## Prompt
Pull out each line of the listing below that contains the string "bounding". Matching is case-sensitive.

## Data extracts

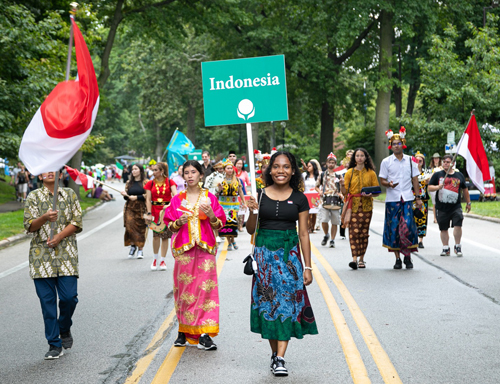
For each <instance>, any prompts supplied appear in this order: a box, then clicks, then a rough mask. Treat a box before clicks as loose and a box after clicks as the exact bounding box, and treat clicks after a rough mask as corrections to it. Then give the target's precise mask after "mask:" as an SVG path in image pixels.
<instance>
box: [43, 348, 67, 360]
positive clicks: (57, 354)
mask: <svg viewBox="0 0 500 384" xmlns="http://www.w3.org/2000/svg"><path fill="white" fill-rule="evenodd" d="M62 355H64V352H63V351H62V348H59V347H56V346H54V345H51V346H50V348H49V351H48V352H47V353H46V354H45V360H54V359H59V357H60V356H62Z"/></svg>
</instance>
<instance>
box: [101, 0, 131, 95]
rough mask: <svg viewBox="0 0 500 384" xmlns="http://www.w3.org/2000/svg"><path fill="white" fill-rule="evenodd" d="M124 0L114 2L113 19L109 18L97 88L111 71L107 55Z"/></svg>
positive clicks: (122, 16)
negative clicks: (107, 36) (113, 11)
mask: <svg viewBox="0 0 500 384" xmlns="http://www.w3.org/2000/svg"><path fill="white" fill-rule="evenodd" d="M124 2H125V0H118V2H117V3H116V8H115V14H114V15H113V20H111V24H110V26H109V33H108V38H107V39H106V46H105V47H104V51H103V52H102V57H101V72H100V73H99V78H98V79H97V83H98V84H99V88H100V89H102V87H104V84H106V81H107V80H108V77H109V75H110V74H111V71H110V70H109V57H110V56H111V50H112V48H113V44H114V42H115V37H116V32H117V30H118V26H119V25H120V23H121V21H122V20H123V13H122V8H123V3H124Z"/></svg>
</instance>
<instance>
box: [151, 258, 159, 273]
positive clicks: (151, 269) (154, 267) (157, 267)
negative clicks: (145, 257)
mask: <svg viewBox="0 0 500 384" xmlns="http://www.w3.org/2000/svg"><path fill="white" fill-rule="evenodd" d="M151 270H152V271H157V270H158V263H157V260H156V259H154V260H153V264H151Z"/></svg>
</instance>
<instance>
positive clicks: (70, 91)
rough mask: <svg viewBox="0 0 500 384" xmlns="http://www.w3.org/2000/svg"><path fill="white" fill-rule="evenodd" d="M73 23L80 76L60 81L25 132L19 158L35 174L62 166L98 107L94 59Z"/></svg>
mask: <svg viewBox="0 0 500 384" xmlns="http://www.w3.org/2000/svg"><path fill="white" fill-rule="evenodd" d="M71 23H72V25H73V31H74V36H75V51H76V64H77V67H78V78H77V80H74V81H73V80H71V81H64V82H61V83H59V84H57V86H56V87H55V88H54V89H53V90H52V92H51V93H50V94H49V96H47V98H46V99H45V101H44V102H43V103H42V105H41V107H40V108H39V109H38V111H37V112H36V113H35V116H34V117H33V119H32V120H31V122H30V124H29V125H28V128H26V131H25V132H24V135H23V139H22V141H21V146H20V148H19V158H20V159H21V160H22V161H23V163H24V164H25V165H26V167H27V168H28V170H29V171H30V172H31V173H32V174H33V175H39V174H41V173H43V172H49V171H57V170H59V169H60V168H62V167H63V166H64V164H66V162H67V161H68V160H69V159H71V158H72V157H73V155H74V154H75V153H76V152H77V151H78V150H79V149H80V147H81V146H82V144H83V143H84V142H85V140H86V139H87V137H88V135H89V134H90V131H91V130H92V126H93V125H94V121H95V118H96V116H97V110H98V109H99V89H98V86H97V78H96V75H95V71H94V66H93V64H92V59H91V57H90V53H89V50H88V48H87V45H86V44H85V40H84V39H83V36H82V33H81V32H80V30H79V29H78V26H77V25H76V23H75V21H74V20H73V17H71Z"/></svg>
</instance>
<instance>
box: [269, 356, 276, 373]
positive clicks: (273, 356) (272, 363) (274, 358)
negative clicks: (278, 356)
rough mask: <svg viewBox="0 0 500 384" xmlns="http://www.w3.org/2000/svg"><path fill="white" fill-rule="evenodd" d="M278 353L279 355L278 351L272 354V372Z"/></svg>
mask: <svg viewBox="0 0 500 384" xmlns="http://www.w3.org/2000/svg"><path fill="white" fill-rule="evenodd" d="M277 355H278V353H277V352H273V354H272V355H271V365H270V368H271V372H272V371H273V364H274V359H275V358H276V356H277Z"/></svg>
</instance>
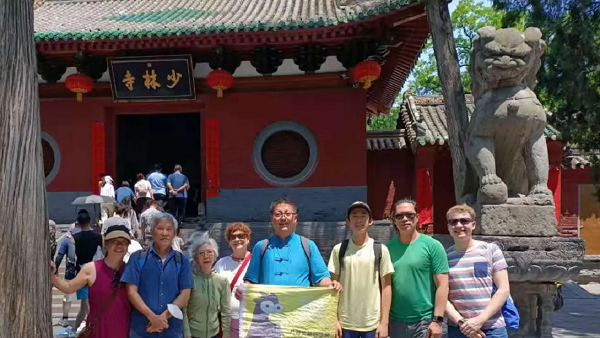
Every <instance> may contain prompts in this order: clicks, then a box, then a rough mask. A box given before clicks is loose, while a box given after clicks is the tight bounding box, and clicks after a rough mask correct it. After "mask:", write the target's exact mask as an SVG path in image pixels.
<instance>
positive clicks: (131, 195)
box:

## Result
For each <instance>, any prompts supplied appear in this order: a box, then clicks, then a rough mask. Treat a box before clicks as loose and a box after clicks as the exact bounding box, and treat clicks after a rough mask as corrections to it. Then give the target's precise mask after "mask:" as an SVG path in image pixels.
Every <instance> may contain prompts in this order: clicks, then a box, then a rough mask. A box given before clicks is loose, while a box given after clicks is the tight bounding box, and clicks after a rough mask correct it. After "mask:", write the target's exact mask as an SVG path in image pixels.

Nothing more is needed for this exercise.